Repeat the records verbatim and leave the pictures out of your copy.
─── Input records
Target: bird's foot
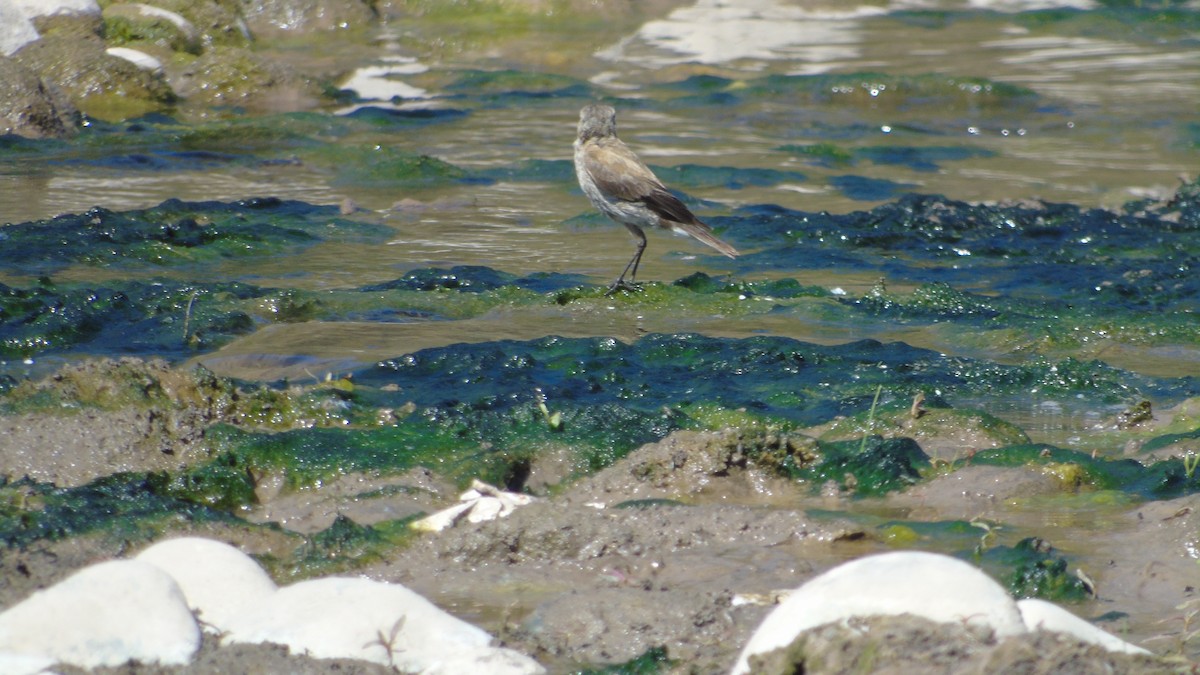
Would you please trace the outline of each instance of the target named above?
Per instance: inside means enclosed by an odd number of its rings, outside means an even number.
[[[621,278],[621,279],[617,279],[616,281],[612,282],[612,285],[609,286],[608,290],[604,292],[604,297],[606,297],[606,298],[612,297],[618,291],[621,291],[624,293],[637,293],[640,290],[642,290],[641,284],[633,282],[633,281],[625,281],[624,278]]]

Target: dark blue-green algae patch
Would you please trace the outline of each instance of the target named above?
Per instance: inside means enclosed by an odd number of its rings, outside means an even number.
[[[0,358],[74,350],[182,358],[252,332],[259,322],[246,306],[273,294],[287,295],[235,282],[0,284]]]
[[[219,499],[197,499],[188,482],[165,472],[118,473],[72,488],[0,478],[0,543],[26,547],[91,533],[141,540],[171,526],[242,522],[230,511],[239,496],[252,499],[252,487],[225,485],[207,491]]]
[[[748,251],[733,263],[743,274],[879,275],[864,296],[839,299],[856,315],[840,319],[847,324],[949,324],[968,343],[990,334],[1001,350],[1024,353],[1101,342],[1190,348],[1200,335],[1200,183],[1118,210],[910,194],[848,214],[768,204],[711,222]]]
[[[67,265],[130,271],[292,255],[321,241],[381,241],[391,230],[342,217],[337,207],[274,197],[167,200],[131,211],[84,213],[0,228],[0,269],[49,274]]]
[[[1123,309],[1194,311],[1200,183],[1120,210],[1073,204],[968,204],[905,195],[869,211],[746,206],[712,223],[753,269],[877,271],[889,281]]]

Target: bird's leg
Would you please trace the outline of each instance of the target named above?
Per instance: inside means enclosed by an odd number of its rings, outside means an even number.
[[[629,259],[629,264],[625,265],[621,276],[617,277],[617,280],[612,282],[612,285],[604,292],[605,296],[612,295],[617,291],[639,291],[642,288],[634,280],[637,279],[638,265],[642,262],[642,253],[646,250],[646,233],[642,232],[642,228],[637,225],[625,223],[625,227],[629,228],[634,237],[637,237],[637,250],[634,251],[633,257]],[[629,275],[629,281],[625,281],[626,274]]]

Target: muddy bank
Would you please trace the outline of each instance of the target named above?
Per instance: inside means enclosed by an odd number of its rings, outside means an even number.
──────
* _Answer box_
Target: bird's foot
Would you please trace the outline of each instance of the target named above?
Per instance: inside means enclosed by an odd number of its rings, outside means an even number.
[[[621,278],[621,279],[617,279],[616,281],[612,282],[612,285],[609,286],[608,290],[604,292],[604,297],[606,297],[606,298],[612,297],[618,291],[621,291],[624,293],[637,293],[640,290],[642,290],[641,284],[633,282],[633,281],[625,281],[624,278]]]

Target: dark blue-green algae patch
Would you please trace the outline of each instance of the target named above?
Per instance: inside means enclosed by an odd number of its rings, outside means an even number.
[[[0,358],[74,350],[182,358],[252,332],[259,322],[246,306],[273,294],[287,295],[235,282],[0,284]]]
[[[219,499],[197,499],[188,482],[165,472],[118,473],[72,488],[0,478],[0,543],[26,547],[91,533],[141,540],[171,526],[242,522],[230,511],[239,496],[252,499],[252,487],[225,485],[207,491]]]
[[[748,251],[733,263],[743,274],[879,275],[864,296],[839,299],[856,315],[840,319],[847,324],[949,324],[968,343],[990,334],[1001,350],[1024,353],[1101,342],[1190,348],[1200,335],[1200,183],[1118,210],[910,194],[848,214],[768,204],[711,222]]]
[[[67,265],[130,271],[292,255],[321,241],[381,241],[391,230],[342,217],[337,207],[274,197],[167,200],[131,211],[84,213],[0,228],[0,269],[49,274]]]
[[[1123,309],[1194,311],[1200,183],[1120,210],[1073,204],[968,204],[905,195],[869,211],[746,206],[712,223],[753,269],[877,271],[889,281]]]

Target: bird's leg
Would you please trace the outline of each instance of the target named above?
Per instance: inside means enclosed by an odd number of its rings, outside means an even number.
[[[629,259],[629,264],[625,265],[621,276],[617,277],[617,280],[612,282],[612,285],[604,292],[605,296],[612,295],[617,291],[639,291],[642,288],[634,280],[637,279],[638,265],[642,262],[642,253],[646,250],[646,233],[642,232],[642,228],[637,225],[625,223],[625,227],[629,228],[634,237],[637,237],[637,250],[634,251],[633,257]],[[629,275],[629,281],[625,281],[626,274]]]

Target: muddy bank
Would you please trace the outline of each instance of the target named above?
Per instance: inside means enclosed by an odd number of its rings, outside means an even number.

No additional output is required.